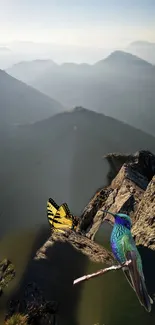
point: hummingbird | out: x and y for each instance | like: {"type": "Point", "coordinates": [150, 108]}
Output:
{"type": "Point", "coordinates": [124, 249]}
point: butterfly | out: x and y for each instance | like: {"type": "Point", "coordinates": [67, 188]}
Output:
{"type": "Point", "coordinates": [60, 217]}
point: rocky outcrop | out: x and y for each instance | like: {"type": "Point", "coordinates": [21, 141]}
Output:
{"type": "Point", "coordinates": [7, 273]}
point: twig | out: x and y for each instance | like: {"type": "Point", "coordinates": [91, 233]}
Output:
{"type": "Point", "coordinates": [100, 272]}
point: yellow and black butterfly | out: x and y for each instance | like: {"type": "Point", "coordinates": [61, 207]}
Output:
{"type": "Point", "coordinates": [60, 217]}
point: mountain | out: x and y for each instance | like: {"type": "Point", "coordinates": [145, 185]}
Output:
{"type": "Point", "coordinates": [30, 69]}
{"type": "Point", "coordinates": [145, 50]}
{"type": "Point", "coordinates": [61, 157]}
{"type": "Point", "coordinates": [20, 104]}
{"type": "Point", "coordinates": [121, 86]}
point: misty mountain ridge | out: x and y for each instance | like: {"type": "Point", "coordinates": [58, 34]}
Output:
{"type": "Point", "coordinates": [20, 104]}
{"type": "Point", "coordinates": [61, 157]}
{"type": "Point", "coordinates": [121, 58]}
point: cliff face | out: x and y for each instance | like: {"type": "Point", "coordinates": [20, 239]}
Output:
{"type": "Point", "coordinates": [132, 192]}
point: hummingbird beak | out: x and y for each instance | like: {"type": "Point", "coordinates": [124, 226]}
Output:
{"type": "Point", "coordinates": [109, 213]}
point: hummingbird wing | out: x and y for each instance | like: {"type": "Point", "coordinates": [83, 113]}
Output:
{"type": "Point", "coordinates": [134, 272]}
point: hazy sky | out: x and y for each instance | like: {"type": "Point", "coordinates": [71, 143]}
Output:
{"type": "Point", "coordinates": [95, 23]}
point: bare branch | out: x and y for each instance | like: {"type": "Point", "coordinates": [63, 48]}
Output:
{"type": "Point", "coordinates": [102, 271]}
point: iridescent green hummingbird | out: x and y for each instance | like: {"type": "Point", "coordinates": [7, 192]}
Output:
{"type": "Point", "coordinates": [124, 248]}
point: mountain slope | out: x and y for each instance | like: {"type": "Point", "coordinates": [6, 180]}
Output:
{"type": "Point", "coordinates": [145, 50]}
{"type": "Point", "coordinates": [121, 86]}
{"type": "Point", "coordinates": [20, 104]}
{"type": "Point", "coordinates": [30, 70]}
{"type": "Point", "coordinates": [60, 157]}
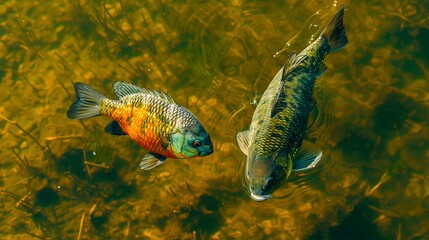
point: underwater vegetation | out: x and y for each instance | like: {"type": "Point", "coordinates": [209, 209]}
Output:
{"type": "Point", "coordinates": [67, 179]}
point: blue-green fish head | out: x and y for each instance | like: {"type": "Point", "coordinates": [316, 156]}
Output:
{"type": "Point", "coordinates": [192, 141]}
{"type": "Point", "coordinates": [264, 178]}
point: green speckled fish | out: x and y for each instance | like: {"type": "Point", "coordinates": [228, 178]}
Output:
{"type": "Point", "coordinates": [273, 143]}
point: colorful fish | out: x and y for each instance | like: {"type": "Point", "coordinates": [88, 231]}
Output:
{"type": "Point", "coordinates": [151, 118]}
{"type": "Point", "coordinates": [274, 144]}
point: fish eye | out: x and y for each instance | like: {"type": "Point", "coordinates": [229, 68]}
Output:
{"type": "Point", "coordinates": [197, 143]}
{"type": "Point", "coordinates": [271, 182]}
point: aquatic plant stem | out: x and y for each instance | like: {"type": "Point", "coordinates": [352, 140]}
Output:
{"type": "Point", "coordinates": [82, 220]}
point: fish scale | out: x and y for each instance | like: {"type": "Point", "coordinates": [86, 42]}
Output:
{"type": "Point", "coordinates": [151, 118]}
{"type": "Point", "coordinates": [274, 142]}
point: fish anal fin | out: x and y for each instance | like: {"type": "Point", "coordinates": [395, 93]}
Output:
{"type": "Point", "coordinates": [151, 160]}
{"type": "Point", "coordinates": [114, 128]}
{"type": "Point", "coordinates": [308, 157]}
{"type": "Point", "coordinates": [243, 141]}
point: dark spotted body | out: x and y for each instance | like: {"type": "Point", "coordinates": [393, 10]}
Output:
{"type": "Point", "coordinates": [274, 140]}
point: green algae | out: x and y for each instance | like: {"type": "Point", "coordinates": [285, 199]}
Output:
{"type": "Point", "coordinates": [61, 178]}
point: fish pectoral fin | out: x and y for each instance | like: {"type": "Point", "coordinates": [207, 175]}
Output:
{"type": "Point", "coordinates": [151, 160]}
{"type": "Point", "coordinates": [114, 128]}
{"type": "Point", "coordinates": [243, 141]}
{"type": "Point", "coordinates": [307, 157]}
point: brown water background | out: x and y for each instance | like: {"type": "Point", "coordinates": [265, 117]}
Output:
{"type": "Point", "coordinates": [68, 179]}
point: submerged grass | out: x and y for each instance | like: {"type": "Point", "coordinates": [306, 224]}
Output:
{"type": "Point", "coordinates": [68, 179]}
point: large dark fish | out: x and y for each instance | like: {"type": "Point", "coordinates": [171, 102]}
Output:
{"type": "Point", "coordinates": [273, 143]}
{"type": "Point", "coordinates": [151, 118]}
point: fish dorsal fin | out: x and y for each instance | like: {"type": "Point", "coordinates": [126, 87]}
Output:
{"type": "Point", "coordinates": [293, 61]}
{"type": "Point", "coordinates": [123, 89]}
{"type": "Point", "coordinates": [243, 141]}
{"type": "Point", "coordinates": [162, 95]}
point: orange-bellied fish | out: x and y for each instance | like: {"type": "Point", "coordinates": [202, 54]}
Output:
{"type": "Point", "coordinates": [151, 118]}
{"type": "Point", "coordinates": [273, 143]}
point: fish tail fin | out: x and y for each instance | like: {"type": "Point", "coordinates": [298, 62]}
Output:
{"type": "Point", "coordinates": [87, 103]}
{"type": "Point", "coordinates": [335, 32]}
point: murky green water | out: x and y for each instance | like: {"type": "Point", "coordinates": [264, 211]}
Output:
{"type": "Point", "coordinates": [66, 179]}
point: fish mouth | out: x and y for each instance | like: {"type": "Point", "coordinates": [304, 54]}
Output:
{"type": "Point", "coordinates": [205, 153]}
{"type": "Point", "coordinates": [259, 198]}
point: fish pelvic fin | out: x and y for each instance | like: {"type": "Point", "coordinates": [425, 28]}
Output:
{"type": "Point", "coordinates": [243, 141]}
{"type": "Point", "coordinates": [335, 32]}
{"type": "Point", "coordinates": [308, 157]}
{"type": "Point", "coordinates": [151, 160]}
{"type": "Point", "coordinates": [87, 103]}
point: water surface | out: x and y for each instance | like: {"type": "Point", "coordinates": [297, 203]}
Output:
{"type": "Point", "coordinates": [68, 179]}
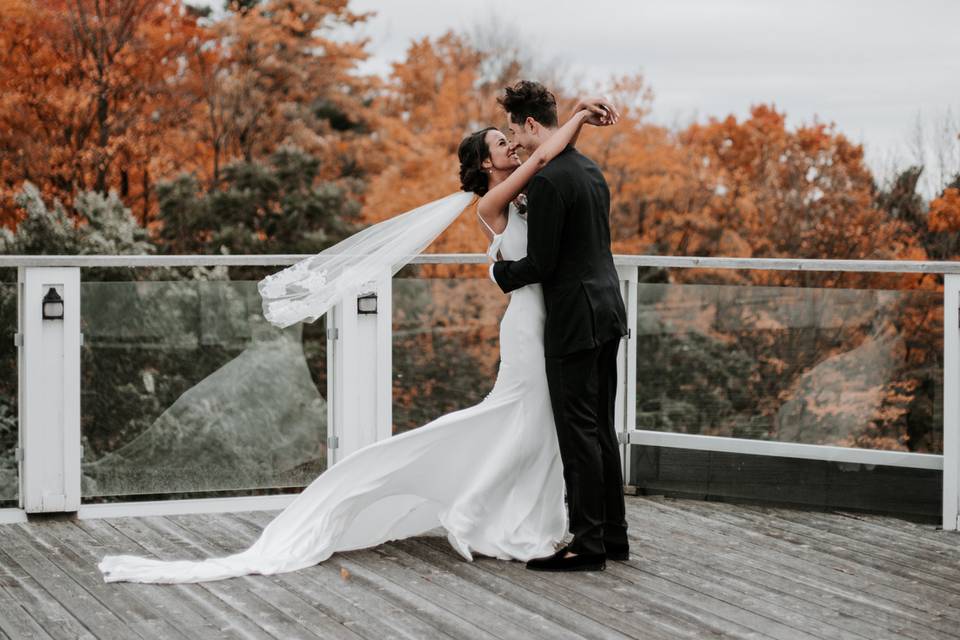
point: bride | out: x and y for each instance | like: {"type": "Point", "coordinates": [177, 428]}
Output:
{"type": "Point", "coordinates": [490, 475]}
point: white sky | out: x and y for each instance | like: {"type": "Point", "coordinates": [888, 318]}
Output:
{"type": "Point", "coordinates": [870, 66]}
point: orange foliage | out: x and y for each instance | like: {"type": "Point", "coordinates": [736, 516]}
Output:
{"type": "Point", "coordinates": [945, 212]}
{"type": "Point", "coordinates": [92, 90]}
{"type": "Point", "coordinates": [119, 94]}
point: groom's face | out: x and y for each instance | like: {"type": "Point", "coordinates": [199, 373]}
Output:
{"type": "Point", "coordinates": [524, 135]}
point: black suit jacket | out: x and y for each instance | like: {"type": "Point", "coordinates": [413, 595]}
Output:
{"type": "Point", "coordinates": [568, 253]}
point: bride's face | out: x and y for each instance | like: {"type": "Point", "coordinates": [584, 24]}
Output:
{"type": "Point", "coordinates": [503, 155]}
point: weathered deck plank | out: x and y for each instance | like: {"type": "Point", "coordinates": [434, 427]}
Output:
{"type": "Point", "coordinates": [861, 590]}
{"type": "Point", "coordinates": [697, 569]}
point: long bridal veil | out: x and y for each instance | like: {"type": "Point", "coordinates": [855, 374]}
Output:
{"type": "Point", "coordinates": [319, 521]}
{"type": "Point", "coordinates": [309, 288]}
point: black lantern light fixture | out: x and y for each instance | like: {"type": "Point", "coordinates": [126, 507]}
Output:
{"type": "Point", "coordinates": [367, 304]}
{"type": "Point", "coordinates": [52, 305]}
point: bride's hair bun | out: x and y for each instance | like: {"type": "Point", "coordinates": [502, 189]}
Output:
{"type": "Point", "coordinates": [472, 152]}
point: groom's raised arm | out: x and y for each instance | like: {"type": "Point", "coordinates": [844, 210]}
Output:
{"type": "Point", "coordinates": [545, 216]}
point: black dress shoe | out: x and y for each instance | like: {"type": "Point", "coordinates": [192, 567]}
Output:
{"type": "Point", "coordinates": [579, 562]}
{"type": "Point", "coordinates": [617, 551]}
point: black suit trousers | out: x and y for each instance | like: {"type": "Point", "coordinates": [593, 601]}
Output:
{"type": "Point", "coordinates": [583, 387]}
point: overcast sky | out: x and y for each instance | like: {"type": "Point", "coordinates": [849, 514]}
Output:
{"type": "Point", "coordinates": [870, 66]}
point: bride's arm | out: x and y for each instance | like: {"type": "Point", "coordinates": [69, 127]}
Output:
{"type": "Point", "coordinates": [494, 201]}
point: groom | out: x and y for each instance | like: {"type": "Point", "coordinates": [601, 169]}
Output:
{"type": "Point", "coordinates": [568, 253]}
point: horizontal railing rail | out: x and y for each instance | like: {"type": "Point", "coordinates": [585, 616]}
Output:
{"type": "Point", "coordinates": [949, 462]}
{"type": "Point", "coordinates": [668, 262]}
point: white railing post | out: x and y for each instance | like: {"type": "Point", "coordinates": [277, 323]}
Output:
{"type": "Point", "coordinates": [626, 403]}
{"type": "Point", "coordinates": [951, 402]}
{"type": "Point", "coordinates": [49, 390]}
{"type": "Point", "coordinates": [360, 393]}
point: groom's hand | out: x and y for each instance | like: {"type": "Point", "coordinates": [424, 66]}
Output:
{"type": "Point", "coordinates": [602, 111]}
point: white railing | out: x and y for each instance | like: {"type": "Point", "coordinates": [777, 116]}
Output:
{"type": "Point", "coordinates": [359, 358]}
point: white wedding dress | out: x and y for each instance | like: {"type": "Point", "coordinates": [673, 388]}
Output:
{"type": "Point", "coordinates": [490, 475]}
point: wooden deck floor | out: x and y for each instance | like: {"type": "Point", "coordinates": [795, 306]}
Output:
{"type": "Point", "coordinates": [698, 570]}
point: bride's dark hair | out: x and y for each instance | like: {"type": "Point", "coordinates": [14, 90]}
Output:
{"type": "Point", "coordinates": [472, 152]}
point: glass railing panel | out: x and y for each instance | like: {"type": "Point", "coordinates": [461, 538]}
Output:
{"type": "Point", "coordinates": [9, 435]}
{"type": "Point", "coordinates": [187, 390]}
{"type": "Point", "coordinates": [445, 346]}
{"type": "Point", "coordinates": [844, 367]}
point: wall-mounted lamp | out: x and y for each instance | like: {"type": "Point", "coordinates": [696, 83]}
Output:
{"type": "Point", "coordinates": [367, 304]}
{"type": "Point", "coordinates": [52, 305]}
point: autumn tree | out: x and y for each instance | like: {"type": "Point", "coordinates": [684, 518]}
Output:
{"type": "Point", "coordinates": [91, 90]}
{"type": "Point", "coordinates": [275, 76]}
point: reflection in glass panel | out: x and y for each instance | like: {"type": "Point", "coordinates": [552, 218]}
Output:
{"type": "Point", "coordinates": [445, 346]}
{"type": "Point", "coordinates": [9, 478]}
{"type": "Point", "coordinates": [186, 388]}
{"type": "Point", "coordinates": [845, 367]}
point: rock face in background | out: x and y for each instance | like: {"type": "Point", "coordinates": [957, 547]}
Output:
{"type": "Point", "coordinates": [257, 421]}
{"type": "Point", "coordinates": [835, 400]}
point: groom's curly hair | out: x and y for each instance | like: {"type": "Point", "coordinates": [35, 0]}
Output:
{"type": "Point", "coordinates": [529, 99]}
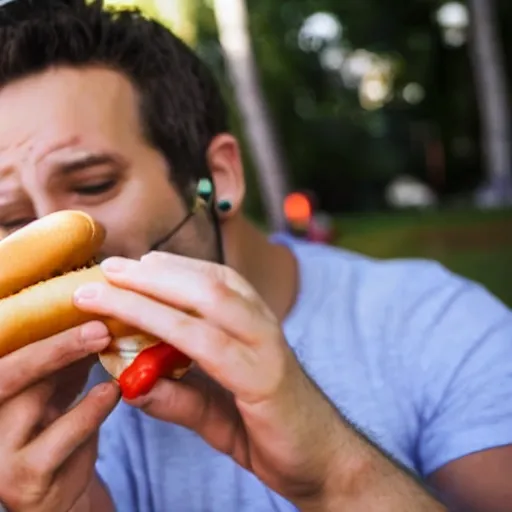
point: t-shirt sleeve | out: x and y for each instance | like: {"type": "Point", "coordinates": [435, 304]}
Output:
{"type": "Point", "coordinates": [114, 465]}
{"type": "Point", "coordinates": [463, 372]}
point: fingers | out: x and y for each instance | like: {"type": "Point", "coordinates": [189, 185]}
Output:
{"type": "Point", "coordinates": [175, 402]}
{"type": "Point", "coordinates": [73, 478]}
{"type": "Point", "coordinates": [50, 450]}
{"type": "Point", "coordinates": [26, 412]}
{"type": "Point", "coordinates": [30, 364]}
{"type": "Point", "coordinates": [215, 293]}
{"type": "Point", "coordinates": [217, 353]}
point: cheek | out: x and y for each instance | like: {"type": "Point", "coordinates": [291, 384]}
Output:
{"type": "Point", "coordinates": [136, 218]}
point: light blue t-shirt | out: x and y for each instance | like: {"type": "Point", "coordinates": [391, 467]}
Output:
{"type": "Point", "coordinates": [418, 358]}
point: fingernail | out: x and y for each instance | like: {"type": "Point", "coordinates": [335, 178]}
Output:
{"type": "Point", "coordinates": [93, 331]}
{"type": "Point", "coordinates": [88, 291]}
{"type": "Point", "coordinates": [114, 265]}
{"type": "Point", "coordinates": [154, 255]}
{"type": "Point", "coordinates": [106, 388]}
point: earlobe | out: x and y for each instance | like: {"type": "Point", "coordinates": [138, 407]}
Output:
{"type": "Point", "coordinates": [226, 167]}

= WRITTEN INSTRUCTION =
Reproduce exactly, and only, the lines from the one containing "point: autumn tree" through the last line of the records above, both included, leaving out any pictures.

= SOLVED PROBLEM =
point: autumn tree | out: x and y for each instance | like: {"type": "Point", "coordinates": [684, 518]}
Output:
{"type": "Point", "coordinates": [91, 90]}
{"type": "Point", "coordinates": [275, 76]}
point: reflection in glass panel | out: x and y for each instance | like: {"type": "Point", "coordinates": [552, 218]}
Output:
{"type": "Point", "coordinates": [445, 346]}
{"type": "Point", "coordinates": [9, 478]}
{"type": "Point", "coordinates": [186, 388]}
{"type": "Point", "coordinates": [845, 367]}
point: rock face in background | out: x and y for each instance | like: {"type": "Point", "coordinates": [957, 547]}
Output:
{"type": "Point", "coordinates": [257, 421]}
{"type": "Point", "coordinates": [835, 400]}
point: groom's curly hair | out: x and y for each instance | like: {"type": "Point", "coordinates": [35, 0]}
Output:
{"type": "Point", "coordinates": [529, 99]}
point: t-shirt sleeve | out: x and y for each instance | like: {"type": "Point", "coordinates": [435, 304]}
Output:
{"type": "Point", "coordinates": [114, 465]}
{"type": "Point", "coordinates": [463, 372]}
point: fingers | out: x and y for each instance | like: {"type": "Point", "coordinates": [189, 185]}
Output:
{"type": "Point", "coordinates": [175, 402]}
{"type": "Point", "coordinates": [73, 478]}
{"type": "Point", "coordinates": [50, 450]}
{"type": "Point", "coordinates": [26, 412]}
{"type": "Point", "coordinates": [30, 364]}
{"type": "Point", "coordinates": [215, 293]}
{"type": "Point", "coordinates": [217, 353]}
point: cheek | out: x and y for each instance | like: {"type": "Point", "coordinates": [291, 384]}
Output:
{"type": "Point", "coordinates": [136, 218]}
point: light blue t-shirt | out: x and y for each instance | like: {"type": "Point", "coordinates": [391, 467]}
Output:
{"type": "Point", "coordinates": [418, 358]}
point: fingernail | out: x and y for each instance | like: {"type": "Point", "coordinates": [335, 178]}
Output:
{"type": "Point", "coordinates": [93, 331]}
{"type": "Point", "coordinates": [88, 291]}
{"type": "Point", "coordinates": [114, 265]}
{"type": "Point", "coordinates": [154, 255]}
{"type": "Point", "coordinates": [106, 388]}
point: earlobe | out: x and y for each instance | like: {"type": "Point", "coordinates": [138, 407]}
Output:
{"type": "Point", "coordinates": [226, 167]}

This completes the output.